What you have to do: Can you copy out the flat-tire passage word for word, from "Ah, that’s my" to "model some optimism."?

[[ Passage open ]]

We had a very interesting and adventurous start to our day one cold and drizzly morning this February. We were on our way to school when we suddenly found ourselves sitting in the shoulder of the George Bush Turnpike with a flat tire. Not fun! Surprisingly enough we were back on our way within 30 minutes and we only had to stand in the rain for ten of those. As we were on our way again I made the statement, “Well, that wasn’t so bad.” My youngest immediately responded with, “What do you mean, Mom?! That was HORRIBLE!”
Ah, that’s my girl. She is a bright and bubbly thing, but she also has a flair for the dramatic and a tendency to focus on the negative. Part of it is her personality, but I want to help her learn that how you think makes a big difference in how you feel. It means the difference between having a HORRIBLE morning that leads to a BAD day, or having a bit of a challenging start that also had many hidden blessings in it. So I took that moment to model some optimism.

[[ Passage closed ]]
[[ Material supplied open ]]

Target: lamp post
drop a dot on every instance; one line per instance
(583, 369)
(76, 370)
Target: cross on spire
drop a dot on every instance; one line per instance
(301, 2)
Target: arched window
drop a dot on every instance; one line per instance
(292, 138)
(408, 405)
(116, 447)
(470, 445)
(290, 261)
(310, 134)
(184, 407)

[[ Material supplied closed ]]
[[ Material supplied open ]]

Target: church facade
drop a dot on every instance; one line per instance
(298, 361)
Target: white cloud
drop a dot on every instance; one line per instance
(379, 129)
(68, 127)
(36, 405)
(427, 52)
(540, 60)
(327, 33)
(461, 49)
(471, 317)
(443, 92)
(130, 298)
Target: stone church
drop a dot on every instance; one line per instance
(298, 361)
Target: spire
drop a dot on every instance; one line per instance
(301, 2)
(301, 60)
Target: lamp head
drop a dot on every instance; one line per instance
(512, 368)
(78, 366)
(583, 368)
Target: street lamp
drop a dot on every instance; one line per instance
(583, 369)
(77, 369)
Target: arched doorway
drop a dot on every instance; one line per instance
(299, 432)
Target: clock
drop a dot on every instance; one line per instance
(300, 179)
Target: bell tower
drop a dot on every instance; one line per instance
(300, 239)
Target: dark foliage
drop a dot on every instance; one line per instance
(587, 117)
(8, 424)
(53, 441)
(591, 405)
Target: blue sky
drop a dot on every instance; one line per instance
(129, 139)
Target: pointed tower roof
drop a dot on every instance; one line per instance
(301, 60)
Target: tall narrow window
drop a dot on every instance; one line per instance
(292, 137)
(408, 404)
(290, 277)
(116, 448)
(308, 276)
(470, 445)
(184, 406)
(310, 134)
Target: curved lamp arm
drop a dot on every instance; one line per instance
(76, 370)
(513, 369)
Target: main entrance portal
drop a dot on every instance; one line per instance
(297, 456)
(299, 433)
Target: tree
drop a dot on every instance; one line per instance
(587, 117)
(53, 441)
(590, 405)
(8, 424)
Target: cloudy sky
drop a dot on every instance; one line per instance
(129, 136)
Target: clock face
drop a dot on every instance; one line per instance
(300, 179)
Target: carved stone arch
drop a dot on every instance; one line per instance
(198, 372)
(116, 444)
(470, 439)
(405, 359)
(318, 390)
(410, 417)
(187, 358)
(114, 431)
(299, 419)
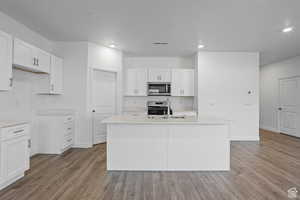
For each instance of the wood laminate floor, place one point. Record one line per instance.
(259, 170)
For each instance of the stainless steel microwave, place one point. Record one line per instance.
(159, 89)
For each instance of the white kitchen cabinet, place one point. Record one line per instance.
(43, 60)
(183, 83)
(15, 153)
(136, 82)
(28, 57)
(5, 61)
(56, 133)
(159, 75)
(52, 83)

[[ Material supplied closed ]]
[[ Material supplied open ]]

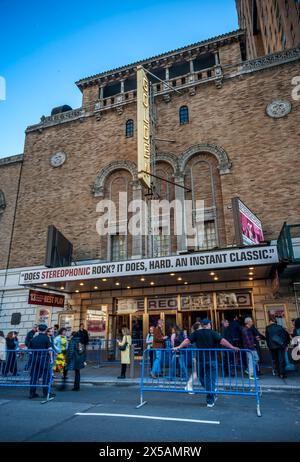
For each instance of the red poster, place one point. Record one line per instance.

[[ Material supplied closed ]]

Answer to this task:
Ah, that’s my girl. She is a bright and bubbly thing, but she also has a flair for the dramatic and a tendency to focus on the negative. Part of it is her personality, but I want to help her learn that how you think makes a big difference in how you feel. It means the difference between having a HORRIBLE morning that leads to a BAD day, or having a bit of a challenging start that also had many hidden blessings in it. So I took that moment to model some optimism.